[REQUIRED WORK]: Please repeat the rows below verbatim, starting at the line that contains "of the tiled" and ending at the line that contains "[[105, 145]]", with both of those lines included.

Source records
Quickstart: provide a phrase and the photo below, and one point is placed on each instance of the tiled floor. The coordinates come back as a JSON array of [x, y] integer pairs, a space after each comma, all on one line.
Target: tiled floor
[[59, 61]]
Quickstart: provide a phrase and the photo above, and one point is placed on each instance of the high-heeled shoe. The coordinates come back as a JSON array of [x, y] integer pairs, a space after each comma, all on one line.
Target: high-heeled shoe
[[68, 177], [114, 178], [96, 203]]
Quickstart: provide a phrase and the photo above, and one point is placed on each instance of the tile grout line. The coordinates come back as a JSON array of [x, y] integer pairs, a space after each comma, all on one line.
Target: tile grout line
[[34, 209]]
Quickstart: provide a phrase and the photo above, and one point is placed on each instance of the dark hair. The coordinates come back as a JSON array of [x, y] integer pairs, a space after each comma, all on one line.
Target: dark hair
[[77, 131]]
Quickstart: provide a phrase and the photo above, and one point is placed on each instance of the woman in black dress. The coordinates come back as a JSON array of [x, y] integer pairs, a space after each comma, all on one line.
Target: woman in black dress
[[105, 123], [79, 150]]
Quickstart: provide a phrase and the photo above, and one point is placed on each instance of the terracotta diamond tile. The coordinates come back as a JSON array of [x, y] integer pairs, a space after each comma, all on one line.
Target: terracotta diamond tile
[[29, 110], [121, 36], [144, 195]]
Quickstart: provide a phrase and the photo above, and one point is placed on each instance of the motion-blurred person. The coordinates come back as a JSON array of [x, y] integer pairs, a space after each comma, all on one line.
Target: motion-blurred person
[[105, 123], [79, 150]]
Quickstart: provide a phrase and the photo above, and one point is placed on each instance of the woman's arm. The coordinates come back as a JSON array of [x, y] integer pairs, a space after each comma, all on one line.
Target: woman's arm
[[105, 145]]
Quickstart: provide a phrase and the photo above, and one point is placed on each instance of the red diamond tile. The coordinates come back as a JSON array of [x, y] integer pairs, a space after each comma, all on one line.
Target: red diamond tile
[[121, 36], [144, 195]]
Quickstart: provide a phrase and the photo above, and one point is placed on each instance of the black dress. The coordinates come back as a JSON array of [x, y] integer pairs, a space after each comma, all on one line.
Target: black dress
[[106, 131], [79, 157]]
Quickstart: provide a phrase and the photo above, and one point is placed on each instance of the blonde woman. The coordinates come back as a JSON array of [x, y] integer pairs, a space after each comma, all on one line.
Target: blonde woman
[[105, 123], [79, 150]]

==

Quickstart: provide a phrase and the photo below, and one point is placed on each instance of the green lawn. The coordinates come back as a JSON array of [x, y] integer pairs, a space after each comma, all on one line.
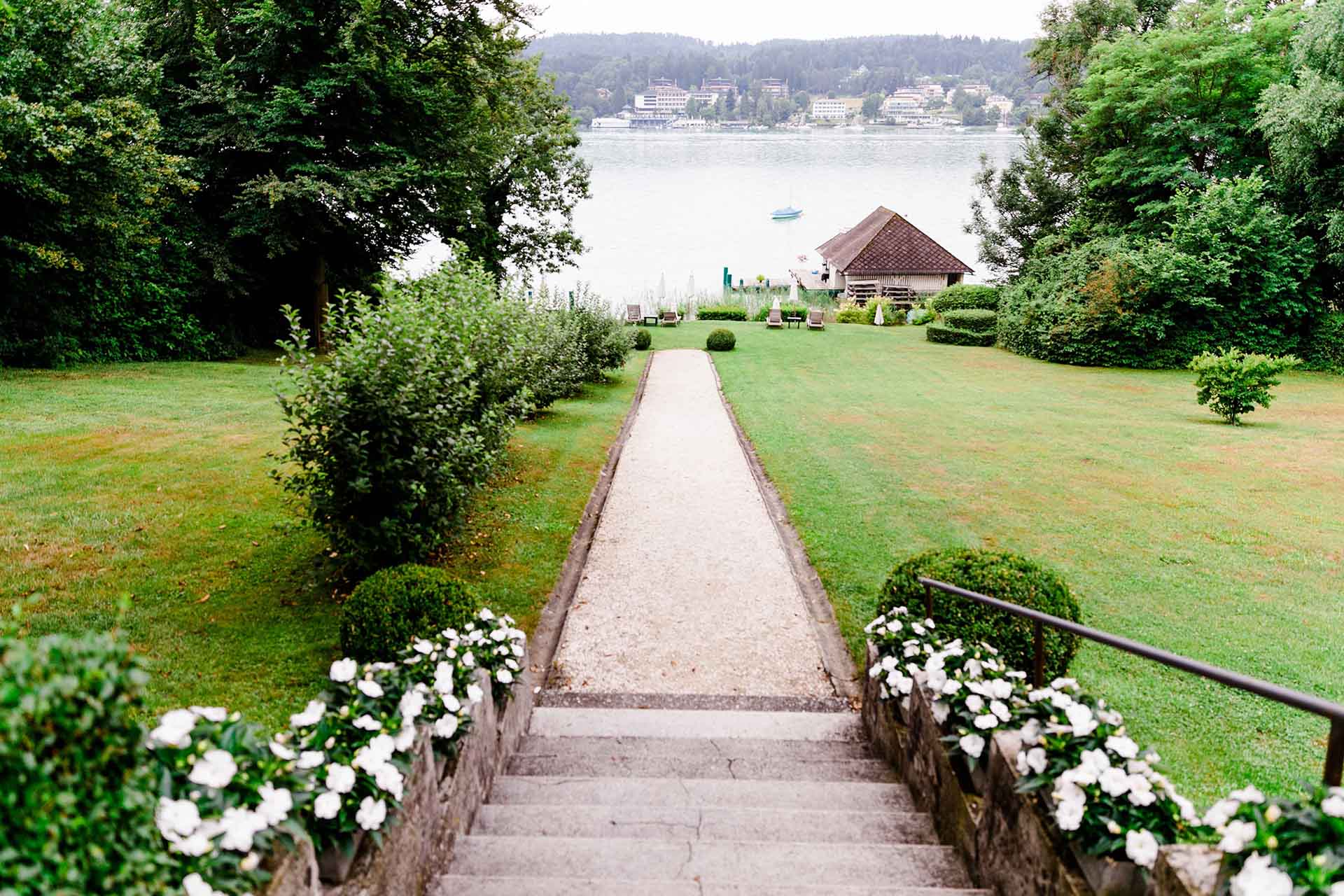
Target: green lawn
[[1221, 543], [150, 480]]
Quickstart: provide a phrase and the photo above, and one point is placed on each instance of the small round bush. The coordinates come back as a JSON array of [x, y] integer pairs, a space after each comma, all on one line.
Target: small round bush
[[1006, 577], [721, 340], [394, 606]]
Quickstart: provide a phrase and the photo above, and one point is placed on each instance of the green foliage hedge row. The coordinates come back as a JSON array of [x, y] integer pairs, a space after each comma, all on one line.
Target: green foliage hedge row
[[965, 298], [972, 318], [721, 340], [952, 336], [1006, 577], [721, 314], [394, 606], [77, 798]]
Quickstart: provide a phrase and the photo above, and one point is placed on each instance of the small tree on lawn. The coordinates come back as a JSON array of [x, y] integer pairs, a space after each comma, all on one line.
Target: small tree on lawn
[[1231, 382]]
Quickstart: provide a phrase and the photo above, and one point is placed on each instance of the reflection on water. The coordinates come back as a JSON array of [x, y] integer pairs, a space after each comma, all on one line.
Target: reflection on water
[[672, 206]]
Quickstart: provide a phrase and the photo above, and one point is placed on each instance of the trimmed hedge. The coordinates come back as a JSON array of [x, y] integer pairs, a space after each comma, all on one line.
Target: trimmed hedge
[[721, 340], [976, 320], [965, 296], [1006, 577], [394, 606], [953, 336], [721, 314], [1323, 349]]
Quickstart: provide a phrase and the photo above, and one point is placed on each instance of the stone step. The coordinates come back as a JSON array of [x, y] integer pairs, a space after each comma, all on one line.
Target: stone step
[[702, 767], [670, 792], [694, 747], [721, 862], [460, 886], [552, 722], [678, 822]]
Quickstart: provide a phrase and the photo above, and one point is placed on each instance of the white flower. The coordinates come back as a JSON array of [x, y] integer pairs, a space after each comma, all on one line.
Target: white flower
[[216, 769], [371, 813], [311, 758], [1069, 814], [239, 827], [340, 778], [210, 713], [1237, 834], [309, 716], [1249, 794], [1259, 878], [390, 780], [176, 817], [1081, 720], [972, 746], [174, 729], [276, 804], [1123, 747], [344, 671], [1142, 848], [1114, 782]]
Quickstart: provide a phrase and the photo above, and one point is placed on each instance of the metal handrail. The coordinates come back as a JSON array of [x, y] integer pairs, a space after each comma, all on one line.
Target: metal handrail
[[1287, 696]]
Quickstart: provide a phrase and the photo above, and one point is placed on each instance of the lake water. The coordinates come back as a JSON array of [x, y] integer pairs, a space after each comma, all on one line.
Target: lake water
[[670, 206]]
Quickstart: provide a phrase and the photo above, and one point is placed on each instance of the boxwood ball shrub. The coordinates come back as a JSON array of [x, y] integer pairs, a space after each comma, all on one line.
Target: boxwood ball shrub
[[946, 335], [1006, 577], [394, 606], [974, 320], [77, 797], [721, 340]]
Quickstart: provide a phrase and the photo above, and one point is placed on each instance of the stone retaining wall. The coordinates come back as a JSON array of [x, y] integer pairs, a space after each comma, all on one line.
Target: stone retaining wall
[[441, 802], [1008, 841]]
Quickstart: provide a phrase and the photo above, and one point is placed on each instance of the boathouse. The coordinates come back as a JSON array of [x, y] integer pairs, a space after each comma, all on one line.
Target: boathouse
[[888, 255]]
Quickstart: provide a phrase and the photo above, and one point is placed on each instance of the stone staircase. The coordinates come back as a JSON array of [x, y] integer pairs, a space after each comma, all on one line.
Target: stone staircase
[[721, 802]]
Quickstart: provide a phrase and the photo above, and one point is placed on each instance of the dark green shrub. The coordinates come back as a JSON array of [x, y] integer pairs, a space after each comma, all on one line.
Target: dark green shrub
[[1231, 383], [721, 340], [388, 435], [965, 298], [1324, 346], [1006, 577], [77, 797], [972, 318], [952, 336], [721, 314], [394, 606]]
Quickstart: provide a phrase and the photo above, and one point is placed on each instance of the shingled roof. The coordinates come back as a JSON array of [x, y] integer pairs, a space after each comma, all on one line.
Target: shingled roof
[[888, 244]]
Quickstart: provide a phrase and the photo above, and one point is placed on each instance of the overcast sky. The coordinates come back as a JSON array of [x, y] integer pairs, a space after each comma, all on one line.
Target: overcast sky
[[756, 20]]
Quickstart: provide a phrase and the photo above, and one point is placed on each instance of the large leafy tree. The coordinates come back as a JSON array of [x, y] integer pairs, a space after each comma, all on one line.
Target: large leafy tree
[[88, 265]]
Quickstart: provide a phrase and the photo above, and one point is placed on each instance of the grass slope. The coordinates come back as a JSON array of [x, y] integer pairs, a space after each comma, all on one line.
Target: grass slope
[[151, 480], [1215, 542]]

[CORRECT RESPONSE]:
Quickstart: provide a phrase and the photo below, and one point is placed on each instance of the tiled floor. The coordinates come back as a JSON array of [x, y] integer pairs, a space after each comma, all on one line.
Target: tiled floor
[[59, 61]]
Quickstart: provide a phrase and the photo above, and one point is placed on each instance of the high-heeled shoe. The coordinates come back as a JSON array of [x, y] integer pairs, a space after each comma, all on one line.
Target: high-heeled shoe
[[68, 177], [114, 178], [96, 203]]
Quickstart: provide a phrase and the photo above, and one point is placed on each instance of the tile grout line. The coordinates come back as a JSON array of [x, y] integer pairs, a space after each comma, all on one line.
Target: tile grout line
[[34, 209]]
Quickstart: provide a phrase and the photo above, and one point is placed on each instance of the dark hair. The coordinates come back as a JSON array of [x, y] integer pairs, a space after each comma, all on one line.
Target: dark hair
[[77, 131]]
Quickstart: provide a phrase and the photo above, and one point is placed on each instance of the woman in black dress. The coordinates come back as a JSON array of [x, y] integer pairs, a space after each comma, all on one line.
Target: woman in black dress
[[105, 123], [79, 150]]
Quickstart: provide a phrase and the photo above, and one point is placed on each instance of the terracotta diamond tile. The coordinates come back as a JSON array of [x, y] integer pairs, a space after each comma, all on one line.
Target: terracotta diamond tile
[[29, 110], [121, 36], [144, 195]]
Quickstart: provide a phrase and the photo above, and one point is placed on each instance of the motion-blurred person. The coordinates come back as a JSON array of [x, y] integer pairs, a space after each comma, all on one line.
Target: motion-blurred person
[[105, 123], [79, 150]]
Quickstart: provide a phrase and the photo above, and one point is placed on each instance of the woman's arm. The coordinates come back as a JSON array of [x, y] integer pairs, a space after each comma, all on one line.
Target: woman's arm
[[105, 145]]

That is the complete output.